*Exercise goal*. Reproduce every row below word for word, changing nothing.

+++++

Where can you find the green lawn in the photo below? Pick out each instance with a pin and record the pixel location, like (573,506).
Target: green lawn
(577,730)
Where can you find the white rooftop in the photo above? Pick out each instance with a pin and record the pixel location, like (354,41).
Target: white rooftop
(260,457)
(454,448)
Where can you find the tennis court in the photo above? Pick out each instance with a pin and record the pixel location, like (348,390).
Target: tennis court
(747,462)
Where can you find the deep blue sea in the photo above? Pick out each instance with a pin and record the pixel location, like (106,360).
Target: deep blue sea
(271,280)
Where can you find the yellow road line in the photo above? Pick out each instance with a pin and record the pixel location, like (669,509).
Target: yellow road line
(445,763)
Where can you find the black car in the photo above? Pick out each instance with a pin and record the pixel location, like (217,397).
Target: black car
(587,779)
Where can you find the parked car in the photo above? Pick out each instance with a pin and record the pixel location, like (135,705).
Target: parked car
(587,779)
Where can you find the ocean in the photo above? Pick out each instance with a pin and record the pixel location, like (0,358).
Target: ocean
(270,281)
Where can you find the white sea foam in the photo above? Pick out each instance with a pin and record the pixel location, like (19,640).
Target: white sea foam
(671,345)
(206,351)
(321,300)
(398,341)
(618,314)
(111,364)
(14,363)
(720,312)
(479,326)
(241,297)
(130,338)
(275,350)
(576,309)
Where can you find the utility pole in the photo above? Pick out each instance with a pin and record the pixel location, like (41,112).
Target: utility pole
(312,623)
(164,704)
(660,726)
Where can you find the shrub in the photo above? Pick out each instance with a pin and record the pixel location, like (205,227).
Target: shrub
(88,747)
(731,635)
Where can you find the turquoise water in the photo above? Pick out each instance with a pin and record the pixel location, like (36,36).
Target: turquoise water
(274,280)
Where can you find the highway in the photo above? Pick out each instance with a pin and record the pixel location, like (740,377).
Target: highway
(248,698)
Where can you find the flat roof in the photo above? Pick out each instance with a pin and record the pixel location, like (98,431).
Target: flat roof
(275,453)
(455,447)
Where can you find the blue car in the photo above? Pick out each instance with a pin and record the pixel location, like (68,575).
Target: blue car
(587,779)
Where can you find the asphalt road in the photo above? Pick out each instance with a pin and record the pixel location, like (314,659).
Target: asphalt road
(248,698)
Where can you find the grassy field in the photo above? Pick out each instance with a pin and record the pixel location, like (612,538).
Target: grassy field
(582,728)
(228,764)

+++++

*Response to this task*.
Where can you find the green lawn in the photo below? Pick out each instance with a pin and record the pixel location, like (573,506).
Target: green lawn
(577,730)
Where can you find the white rooftop in the photo above? Pick out each instance with a pin and record the pixel location, like (354,41).
Target: white rooftop
(260,457)
(454,448)
Where can you find the tennis court in the photo above? Pick out each instance with a pin and record the pixel location, like (348,390).
Target: tennis court
(747,462)
Where can you find the deep blue sea in the photo above? Pick out each instance with a pin and record the pixel location, like (106,360).
Target: deep blue sea
(271,280)
Where can you find the yellow road line in the photo above? Pick out each instance with a pin and record the pixel location, like (669,509).
Target: yellow road line
(445,763)
Where can you find the black car in the photo above? Pick out each instance with a pin and record the pixel location, like (217,397).
Target: black car
(587,779)
Where can you find the parked car in the photo above? Pick out each instance with a pin and record the pixel location, like (135,705).
Target: parked car
(587,779)
Where can you find the ocean in the photo above? Pick out each instance with a pin and record the pixel location, like (0,358).
Target: ocean
(270,281)
Where can you find the white sea foam in the photo above? Pick out each instance with a pin and record the pixel location, like (19,640).
Target: white sea foam
(671,345)
(206,351)
(321,300)
(398,341)
(618,314)
(111,364)
(14,363)
(720,312)
(479,326)
(241,297)
(130,338)
(275,350)
(576,309)
Where can you find the utility pole in the photo above? Pick out each instance with a pin and record the pixel location, like (41,112).
Target: utility pole
(312,623)
(164,704)
(660,726)
Where can you find the shrub in the photo above? Pick out each instance with a pin and record the pixel location, like (205,227).
Target: shrub
(88,747)
(731,635)
Where can you find the turquoise water in the photo above? Pick out each instance with a pin and record the pixel location, like (36,36).
Target: turquoise water
(274,280)
Where can you find the highway in the photo above? Pick out each instance with a pin and record the pixel location, like (740,377).
Target: highway
(248,698)
Where can you find the flat roof in the photo above? Pick out each instance with a pin and record the pixel location, like (98,431).
Target: flat roof
(275,453)
(455,447)
Where can you find the blue car in the photo above? Pick out each instance with a pin and record the pixel location, like (68,575).
Target: blue car
(587,779)
Where can you find the asphalt road in the photo above? Pick out each instance with a pin and record the pixel location, like (314,659).
Target: asphalt road
(248,698)
Where can you find the grassy field in the photo above? Pick out each instance with a pin and record the pixel location, like (612,538).
Target: grassy field
(582,728)
(228,764)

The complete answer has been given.